- [Objective 1]:
Find every line in the rows below that contains the word "railing", matching case exactly, and copy each of those lines.

- [Selected text]:
Benchmark interest rates made an aggressive move lower yesterday and tocks rallied to their highest levels since before the crash of Lehman Brothers, but equity futures are now slightly lower and interest rates are inching upward ahead of the October employment report.
S&P 500 futures are trading 3.25 points lower at 1,215.50 and Dow futures are down 22 points at 11,365. In the past three months, the S&P 500 has gained 8.32% and the Dow has jumped 7.06%.
In the wake of the Fed’s reflationary plan to inject an another $600 billion into the economy, the 10 year note pushed 12 bps lower yesterday and production MBS coupons set new record price highs. Currently both are retracing some of those gains. The 2s/10s curve is 2bps steeper. The 5yr note is -4/32 at 100-29+ yielding 1.058%. 7s are -4/32 at 100-27+ yielding 1.744%. 10s are -7/32 at 100-30 yielding 2.516%. The December FNCL 3.5 is -3/32 at 100-29 and the December FNCL 4.0 is -3/32 at 103-12.
In commodities, gold prices are -0.84% at $1,380. 60per ounce, light crude oil is 0.18% higher at $86.65 per barrel.
The slight loss in equity value is consistent with European markets: London’s FTSE 100, Germany’s DAX, and France's CAC 40 were all about 0.1% lower in early trading. Markets in Asia closed higher, however, with the Shanghai and Hang Seng indexes up 1.38% and 1.39%, respectively, while the Nikkei climbed 2.86%.
Key Events Today:
8:30 ― The October Employment Report is anticipated to show 60k were created in October, including 75k private sector jobs. In September, the economy lost 95k jobs, but mostly as a result of temporary Census jobs exiting the data stream ― private employment grew by 64k in the month. No such distortion should be in this report.

- [Objective 2]:
Set down the passage of the market report above from "In the wake" to "at $86.65 per barrel.", copying it word for word.

Rows from a segmentation dataset
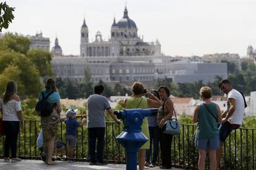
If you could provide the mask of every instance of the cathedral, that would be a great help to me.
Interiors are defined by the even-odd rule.
[[[254,51],[252,46],[247,48],[247,57],[252,63],[256,64],[256,49]]]
[[[81,57],[155,55],[161,53],[161,45],[157,40],[147,42],[138,36],[138,28],[129,17],[126,6],[122,18],[116,23],[114,18],[111,38],[108,41],[104,41],[98,31],[94,41],[89,42],[88,30],[83,20],[80,34]]]
[[[90,26],[84,19],[80,28],[79,56],[63,55],[56,38],[51,51],[56,77],[82,83],[88,79],[85,75],[88,74],[85,71],[89,70],[93,83],[102,80],[112,84],[119,83],[124,87],[135,81],[148,87],[165,78],[176,83],[201,79],[208,83],[214,81],[216,75],[227,77],[226,64],[191,63],[189,60],[175,63],[171,56],[161,53],[158,40],[144,42],[138,36],[138,28],[129,18],[126,7],[122,18],[117,22],[114,18],[109,26],[111,36],[108,41],[104,41],[97,31],[94,40],[89,42]]]

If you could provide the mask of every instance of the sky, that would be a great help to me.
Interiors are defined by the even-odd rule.
[[[0,1],[2,1],[1,0]],[[202,56],[214,53],[246,55],[248,46],[256,49],[255,0],[6,0],[15,7],[15,18],[2,32],[23,35],[43,33],[55,38],[65,55],[80,54],[80,31],[85,18],[89,39],[96,31],[110,36],[114,17],[129,18],[144,41],[158,39],[171,56]]]

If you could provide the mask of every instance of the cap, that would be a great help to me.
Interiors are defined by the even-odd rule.
[[[67,118],[69,118],[72,116],[72,115],[77,114],[77,109],[76,110],[69,109],[66,113],[66,116],[67,116]]]

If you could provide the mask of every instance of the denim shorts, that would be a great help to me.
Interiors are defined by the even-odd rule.
[[[195,147],[199,149],[215,150],[220,148],[219,134],[211,139],[196,139]]]
[[[74,148],[77,145],[77,137],[74,135],[67,135],[66,136],[70,148]]]
[[[223,142],[225,142],[226,139],[227,139],[231,131],[235,129],[236,127],[228,123],[223,123],[220,129],[220,140]]]

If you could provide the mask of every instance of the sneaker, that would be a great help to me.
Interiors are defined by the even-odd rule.
[[[12,162],[19,162],[21,161],[22,160],[19,158],[18,157],[12,158]]]
[[[68,163],[75,163],[75,160],[74,158],[71,158],[67,162]]]
[[[162,165],[159,168],[160,168],[160,169],[171,169],[171,166],[164,166],[164,165]]]
[[[106,161],[98,162],[95,163],[96,165],[105,165],[108,164],[108,163]]]
[[[147,161],[145,162],[145,164],[144,164],[145,166],[149,167],[150,165],[150,163],[148,163]]]
[[[46,159],[46,158],[45,158],[45,155],[43,154],[43,152],[40,152],[40,153],[39,153],[39,155],[40,155],[40,156],[41,160],[45,162],[45,159]]]
[[[149,168],[154,168],[155,166],[156,166],[156,164],[155,163],[151,163],[149,166]]]
[[[7,157],[7,158],[4,158],[4,161],[5,162],[9,162],[10,161],[10,158]]]

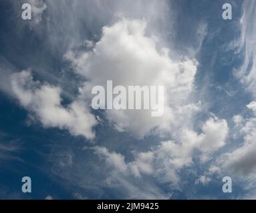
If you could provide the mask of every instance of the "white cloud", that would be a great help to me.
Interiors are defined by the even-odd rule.
[[[167,49],[157,48],[155,37],[146,35],[146,27],[145,21],[123,18],[103,27],[102,38],[92,51],[70,51],[65,55],[78,73],[88,79],[82,89],[86,97],[92,97],[94,86],[106,87],[108,80],[113,81],[113,87],[165,87],[161,117],[152,117],[150,110],[106,111],[107,118],[117,129],[141,138],[153,130],[170,132],[178,120],[188,119],[193,108],[186,112],[183,106],[193,105],[188,100],[197,66],[195,60],[172,60]]]
[[[164,141],[158,146],[151,147],[149,151],[135,152],[134,160],[127,163],[120,154],[102,147],[97,146],[94,149],[96,153],[104,157],[107,165],[114,168],[116,173],[121,173],[122,177],[132,175],[140,178],[146,175],[176,187],[180,180],[179,171],[193,164],[194,152],[200,151],[201,158],[205,158],[205,154],[210,158],[212,153],[225,144],[227,133],[228,126],[225,120],[210,118],[204,124],[201,134],[184,130],[178,141]],[[200,179],[205,184],[209,180],[206,177]]]
[[[240,20],[241,36],[235,43],[237,52],[243,57],[243,63],[235,75],[247,89],[256,97],[256,23],[251,21],[255,17],[256,2],[245,1],[243,16]]]
[[[201,184],[203,186],[208,185],[211,181],[211,178],[209,177],[206,176],[205,175],[201,175],[196,181],[196,184]]]
[[[47,9],[47,5],[43,0],[26,0],[26,3],[31,5],[32,23],[39,24],[42,20],[42,14]]]
[[[68,129],[75,136],[94,137],[92,127],[97,122],[82,100],[67,107],[61,106],[61,89],[35,81],[29,71],[11,75],[11,86],[21,105],[35,114],[44,127]]]
[[[231,172],[243,181],[253,181],[256,176],[256,114],[255,102],[247,105],[251,111],[248,118],[235,116],[234,120],[238,134],[243,138],[239,147],[221,155],[217,161],[217,166],[223,172]],[[237,120],[239,122],[237,122]],[[235,132],[237,134],[237,133]]]

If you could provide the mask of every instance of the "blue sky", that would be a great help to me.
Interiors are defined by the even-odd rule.
[[[0,1],[0,199],[255,198],[255,9]],[[94,110],[108,80],[164,85],[164,116]]]

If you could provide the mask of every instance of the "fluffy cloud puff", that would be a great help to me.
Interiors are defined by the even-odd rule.
[[[112,167],[116,173],[135,177],[150,175],[160,182],[178,186],[178,172],[184,166],[193,164],[194,152],[199,150],[203,154],[203,161],[205,160],[204,154],[209,158],[212,153],[224,146],[229,128],[225,120],[210,118],[202,130],[200,134],[193,130],[184,130],[177,141],[164,141],[151,147],[148,152],[136,152],[134,160],[128,163],[125,162],[124,156],[104,147],[96,146],[94,150],[97,154],[104,158],[106,163]],[[201,180],[207,184],[209,180],[207,178]]]
[[[193,89],[197,63],[188,59],[172,61],[167,49],[159,49],[157,39],[146,34],[144,21],[123,19],[105,26],[102,36],[92,51],[70,51],[65,57],[78,73],[84,77],[82,95],[91,97],[96,85],[113,87],[164,86],[164,112],[152,117],[150,110],[106,110],[108,120],[120,130],[142,138],[151,130],[169,132],[190,112],[183,107]],[[183,107],[183,108],[182,108]],[[181,112],[181,111],[182,111]],[[175,122],[174,122],[175,121]]]
[[[61,89],[35,81],[29,71],[13,74],[11,87],[21,105],[41,121],[44,127],[68,129],[75,136],[94,137],[96,120],[84,101],[76,100],[67,107],[61,105]]]
[[[253,101],[247,106],[251,112],[251,117],[237,115],[233,118],[243,143],[232,152],[224,154],[218,160],[220,168],[235,172],[242,177],[256,175],[256,102]]]

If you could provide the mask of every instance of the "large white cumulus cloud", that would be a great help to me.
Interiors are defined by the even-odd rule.
[[[159,48],[157,38],[146,34],[146,23],[123,18],[105,26],[92,51],[72,50],[66,54],[78,73],[84,76],[82,93],[91,97],[94,86],[164,86],[164,112],[152,117],[149,110],[106,110],[106,117],[118,130],[143,137],[150,130],[170,131],[174,120],[188,114],[188,96],[193,90],[195,60],[173,61],[167,49]],[[183,108],[182,108],[183,107]],[[188,107],[188,111],[197,107]],[[181,112],[182,111],[182,112]]]
[[[27,71],[11,76],[11,87],[21,105],[34,113],[43,126],[68,129],[73,135],[88,138],[94,137],[92,127],[96,120],[82,100],[63,106],[61,89],[47,83],[41,85]]]

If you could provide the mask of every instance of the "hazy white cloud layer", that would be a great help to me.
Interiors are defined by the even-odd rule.
[[[29,71],[11,76],[11,86],[21,105],[34,113],[44,127],[68,129],[73,135],[94,137],[94,116],[85,103],[76,100],[65,107],[61,105],[61,89],[34,81]]]
[[[216,184],[217,176],[221,180],[227,175],[244,181],[241,186],[245,190],[252,189],[247,197],[255,196],[256,23],[252,20],[255,19],[255,1],[244,1],[243,15],[239,22],[234,22],[241,35],[224,45],[234,51],[231,58],[242,59],[233,73],[244,87],[241,90],[249,93],[251,99],[246,103],[237,101],[239,106],[244,105],[241,112],[233,112],[236,106],[228,101],[223,106],[227,109],[209,106],[215,106],[216,100],[219,100],[217,96],[222,95],[216,95],[215,100],[215,91],[210,91],[212,87],[207,80],[211,75],[213,79],[217,79],[215,73],[207,69],[214,69],[215,57],[218,57],[212,56],[211,51],[204,55],[204,49],[216,51],[217,47],[209,43],[221,28],[213,30],[213,23],[209,23],[211,31],[208,35],[207,21],[211,21],[199,20],[184,39],[176,28],[188,27],[185,22],[189,20],[181,19],[184,17],[176,10],[177,3],[27,1],[33,10],[29,29],[39,40],[43,37],[49,53],[57,55],[57,59],[53,59],[59,61],[54,64],[57,70],[51,73],[45,69],[50,64],[49,59],[42,62],[38,71],[34,66],[33,71],[42,71],[49,77],[39,81],[33,77],[29,66],[19,72],[23,65],[13,66],[0,57],[0,89],[16,99],[43,127],[67,130],[74,136],[83,136],[96,142],[66,149],[63,145],[53,150],[49,160],[53,163],[51,171],[54,175],[75,182],[85,191],[93,190],[98,193],[97,198],[107,193],[106,188],[110,189],[110,194],[123,198],[172,198],[177,191],[189,196],[194,192],[186,191],[184,186],[188,186],[188,182],[207,188]],[[185,12],[183,15],[188,19],[193,15]],[[177,24],[180,21],[184,27]],[[21,29],[25,25],[21,23]],[[180,41],[179,36],[182,37]],[[36,43],[34,40],[31,43]],[[205,60],[213,64],[202,65]],[[58,72],[61,74],[55,76]],[[63,96],[68,89],[58,85],[59,81],[51,81],[67,73],[72,73],[68,81],[72,81],[76,91],[69,94],[69,100]],[[101,85],[106,91],[107,81],[112,81],[113,87],[122,85],[126,89],[164,86],[163,115],[152,116],[150,110],[93,110],[92,89]],[[208,101],[202,98],[205,97]],[[223,111],[229,111],[229,115]],[[102,129],[110,133],[102,134]],[[128,136],[130,141],[124,136]],[[97,140],[98,138],[102,141]],[[116,141],[122,145],[116,145]],[[145,144],[143,148],[140,143]],[[2,158],[13,149],[1,144]],[[72,193],[75,198],[88,197],[86,193]],[[45,199],[53,198],[55,196],[48,195]]]
[[[182,107],[188,104],[197,71],[195,60],[173,61],[168,49],[157,49],[157,38],[146,36],[146,28],[144,21],[123,18],[103,28],[100,40],[91,51],[70,51],[66,54],[78,73],[88,79],[82,89],[84,97],[92,97],[92,88],[96,85],[102,85],[106,91],[108,80],[113,81],[113,87],[122,85],[126,89],[164,86],[162,116],[152,117],[150,110],[146,110],[106,112],[117,129],[140,137],[153,129],[170,131],[174,120],[178,120],[176,117],[187,114]]]

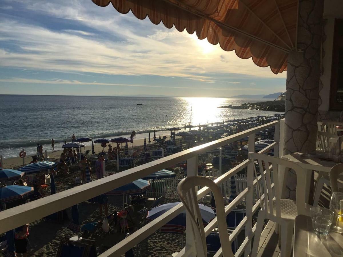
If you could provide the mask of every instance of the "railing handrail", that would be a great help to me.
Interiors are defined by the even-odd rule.
[[[250,128],[162,159],[0,212],[0,233],[36,220],[117,188],[137,179],[204,153],[280,122]],[[218,178],[216,180],[220,178]],[[180,211],[181,210],[179,209]]]

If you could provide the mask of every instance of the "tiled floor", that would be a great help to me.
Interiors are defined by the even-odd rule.
[[[275,223],[270,220],[261,235],[257,257],[279,257],[279,235],[275,233]]]

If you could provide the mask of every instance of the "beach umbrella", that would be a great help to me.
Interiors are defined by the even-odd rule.
[[[68,226],[68,228],[73,232],[79,233],[81,232],[80,219],[79,217],[79,204],[73,205],[71,207],[71,223]]]
[[[50,194],[53,195],[56,193],[56,185],[55,184],[55,178],[54,174],[50,174]]]
[[[171,127],[168,130],[170,130],[170,131],[175,131],[175,130],[181,130],[181,129],[179,127]]]
[[[28,164],[26,166],[19,168],[20,171],[26,174],[39,172],[41,170],[45,169],[51,170],[55,167],[56,163],[52,161],[37,161]]]
[[[114,138],[112,138],[111,139],[110,141],[114,143],[126,143],[127,142],[130,142],[131,140],[131,138],[120,136],[118,137],[115,137]]]
[[[89,142],[92,141],[92,138],[90,137],[80,137],[74,140],[74,142],[78,142],[79,143],[84,143],[86,142]]]
[[[161,137],[161,136],[159,136]],[[143,149],[144,151],[146,150],[146,139],[145,139],[145,138],[144,138],[144,147],[143,148]]]
[[[78,142],[72,142],[62,145],[62,148],[81,148],[84,147],[85,145]]]
[[[153,208],[148,212],[146,220],[149,221],[152,221],[180,203],[181,202],[166,204]],[[205,225],[215,217],[214,212],[211,207],[201,204],[199,205],[199,208],[202,218],[202,222]],[[161,232],[183,234],[186,227],[186,210],[185,210],[176,217],[163,225],[161,228]]]
[[[191,133],[192,134],[194,135],[200,135],[200,134],[202,134],[202,132],[200,130],[190,130],[189,133]]]
[[[176,173],[168,170],[163,169],[146,176],[142,178],[142,179],[165,179],[167,178],[172,178],[176,175]]]
[[[140,179],[111,190],[105,194],[121,196],[141,195],[151,188],[151,186],[149,181]]]
[[[33,187],[31,186],[6,186],[0,187],[0,202],[4,204],[20,200],[33,193]]]
[[[223,134],[231,133],[231,131],[230,130],[228,130],[227,128],[220,128],[218,130],[217,130],[214,132],[214,133],[216,134],[222,135]]]
[[[237,196],[236,180],[235,179],[235,177],[233,176],[232,176],[230,179],[230,187],[231,193],[230,195],[230,199],[229,199],[229,203],[231,203]]]
[[[93,140],[92,141],[92,155],[95,154],[95,151],[94,150],[94,143]]]
[[[6,232],[6,240],[7,241],[7,248],[4,253],[4,256],[16,256],[15,249],[15,230],[12,229]]]
[[[193,135],[193,134],[188,131],[182,131],[182,132],[179,132],[176,134],[177,136],[191,136],[192,135]]]
[[[124,152],[125,155],[129,154],[129,147],[128,146],[128,142],[125,143],[125,150]]]
[[[99,139],[97,139],[94,141],[94,143],[95,144],[103,144],[103,143],[105,143],[105,144],[108,144],[111,140],[109,139],[106,139],[106,138],[100,138]]]
[[[20,179],[25,173],[22,171],[9,169],[0,169],[0,181]]]

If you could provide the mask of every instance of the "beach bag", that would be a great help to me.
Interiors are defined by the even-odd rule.
[[[107,220],[107,217],[105,217],[104,219],[104,221],[103,222],[103,225],[101,226],[103,230],[106,233],[108,232],[109,230],[109,224],[108,224],[108,221]]]

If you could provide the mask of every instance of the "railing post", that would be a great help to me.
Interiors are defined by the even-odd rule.
[[[195,176],[198,175],[198,155],[190,158],[187,160],[187,176]],[[196,192],[198,192],[198,187],[195,188]],[[192,253],[189,256],[196,256],[196,252],[194,250],[194,240],[193,238],[193,234],[192,233],[192,227],[191,225],[191,221],[189,219],[188,216],[186,215],[186,251],[190,248],[193,248],[193,250],[191,251]]]
[[[255,152],[255,133],[249,135],[248,141],[248,152]],[[248,166],[248,172],[247,176],[247,187],[249,188],[249,192],[245,198],[246,215],[248,221],[245,225],[245,237],[248,236],[252,233],[252,198],[253,197],[254,166],[253,162],[249,163]],[[247,257],[250,254],[251,249],[251,242],[249,242],[247,244],[244,251],[244,256]]]

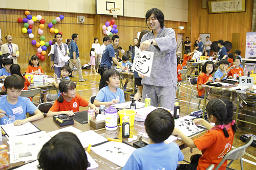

- [Full response 1]:
If you could provide the mask of every instance of the "railing handrail", that would be a great help to me.
If you could provide the mask of every instance of the "railing post", that would be a great help to me.

- [Full response 2]:
In the wake of the Fed’s reflationary plan to inject an another $600 billion into the economy, the 10 year note pushed 12 bps lower yesterday and production MBS coupons set new record price highs. Currently both are retracing some of those gains. The 2s/10s curve is 2bps steeper. The 5yr note is -4/32 at 100-29+ yielding 1.058%. 7s are -4/32 at 100-27+ yielding 1.744%. 10s are -7/32 at 100-30 yielding 2.516%. The December FNCL 3.5 is -3/32 at 100-29 and the December FNCL 4.0 is -3/32 at 103-12.
In commodities, gold prices are -0.84% at $1,380. 60per ounce, light crude oil is 0.18% higher at $86.65 per barrel.